# [Exercise]
Return every line of the records below as a JSON list of strings, one string per line, omitting blank lines.

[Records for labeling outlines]
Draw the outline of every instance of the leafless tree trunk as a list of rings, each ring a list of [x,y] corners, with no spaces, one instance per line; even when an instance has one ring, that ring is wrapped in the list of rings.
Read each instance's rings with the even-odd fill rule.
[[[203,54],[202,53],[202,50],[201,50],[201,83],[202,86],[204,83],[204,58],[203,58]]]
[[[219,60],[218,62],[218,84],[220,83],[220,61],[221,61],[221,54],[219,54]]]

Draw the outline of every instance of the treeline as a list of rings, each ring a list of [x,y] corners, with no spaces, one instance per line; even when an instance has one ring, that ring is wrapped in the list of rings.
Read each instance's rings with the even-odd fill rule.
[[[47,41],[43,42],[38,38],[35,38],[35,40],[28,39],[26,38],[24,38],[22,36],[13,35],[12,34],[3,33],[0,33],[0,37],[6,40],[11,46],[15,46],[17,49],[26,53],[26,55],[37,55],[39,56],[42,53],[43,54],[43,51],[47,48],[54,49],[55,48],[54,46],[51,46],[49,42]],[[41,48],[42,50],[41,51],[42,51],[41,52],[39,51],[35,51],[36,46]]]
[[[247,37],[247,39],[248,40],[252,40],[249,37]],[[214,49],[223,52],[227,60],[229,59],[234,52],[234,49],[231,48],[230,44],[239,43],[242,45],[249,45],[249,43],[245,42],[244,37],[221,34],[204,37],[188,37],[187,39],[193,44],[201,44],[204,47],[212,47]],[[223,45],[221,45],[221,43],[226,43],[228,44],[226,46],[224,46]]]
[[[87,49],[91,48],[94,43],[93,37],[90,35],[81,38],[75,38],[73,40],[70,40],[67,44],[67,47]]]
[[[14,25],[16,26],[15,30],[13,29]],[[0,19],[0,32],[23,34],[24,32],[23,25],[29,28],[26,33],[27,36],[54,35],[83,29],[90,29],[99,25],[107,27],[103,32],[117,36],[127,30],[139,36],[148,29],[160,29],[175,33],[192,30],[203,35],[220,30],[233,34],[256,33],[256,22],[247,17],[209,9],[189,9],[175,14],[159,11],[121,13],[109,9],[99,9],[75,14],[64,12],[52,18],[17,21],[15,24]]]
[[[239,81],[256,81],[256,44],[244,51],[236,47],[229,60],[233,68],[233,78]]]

# [Completed exercise]
[
  "Draw the outline of every instance of the leafless tree trunk as a list of rings, each ring a list of [x,y] corners, with no spaces, one instance per line; even when an instance has one ring, that ring is wrapped in the list of rings.",
  "Read each instance's rings with the even-odd fill rule.",
  "[[[203,54],[202,53],[202,50],[201,50],[201,83],[202,86],[204,83],[204,58],[203,58]]]",
  "[[[219,60],[218,62],[218,84],[220,83],[220,61],[221,61],[221,54],[219,54]]]",
  "Draw the outline of every instance of the treeline as a list of rings, each ring a list of [x,y] corners, with no spaces, one instance per line; even when an instance has one ring, that ring is wrapped in the list of rings.",
  "Read each instance's rings with the even-odd fill rule.",
  "[[[47,41],[43,42],[38,38],[35,38],[35,40],[28,39],[26,38],[24,38],[22,36],[13,35],[12,34],[3,33],[0,33],[0,37],[6,40],[11,46],[15,46],[17,49],[26,53],[26,55],[37,55],[39,56],[42,53],[43,54],[43,51],[47,48],[54,49],[55,48],[54,46],[51,46],[49,42]],[[41,48],[42,50],[41,51],[42,51],[41,52],[39,51],[35,51],[36,46]]]",
  "[[[247,37],[247,39],[248,40],[252,40],[249,37]],[[214,49],[223,52],[227,60],[229,59],[234,52],[234,49],[231,48],[230,44],[239,43],[242,45],[249,45],[249,43],[245,42],[244,37],[221,34],[204,37],[188,37],[187,39],[193,44],[201,44],[204,47],[212,47]],[[223,45],[221,45],[221,43],[226,43],[228,44],[226,46],[224,46]]]",
  "[[[87,49],[91,48],[94,43],[93,37],[90,35],[81,38],[75,38],[73,40],[70,40],[67,44],[67,47]]]",
  "[[[14,25],[16,26],[15,30],[13,29]],[[0,19],[0,32],[23,34],[24,32],[23,25],[29,28],[26,33],[27,36],[54,35],[83,29],[90,29],[99,25],[107,27],[103,32],[117,36],[127,30],[139,36],[148,29],[160,29],[175,33],[192,30],[203,35],[220,30],[233,34],[256,33],[256,22],[247,17],[209,9],[189,9],[175,14],[159,11],[121,13],[109,9],[99,9],[75,14],[64,12],[52,18],[17,21],[15,24]]]",
  "[[[239,81],[256,81],[256,44],[244,51],[236,47],[229,60],[233,68],[233,78]]]"
]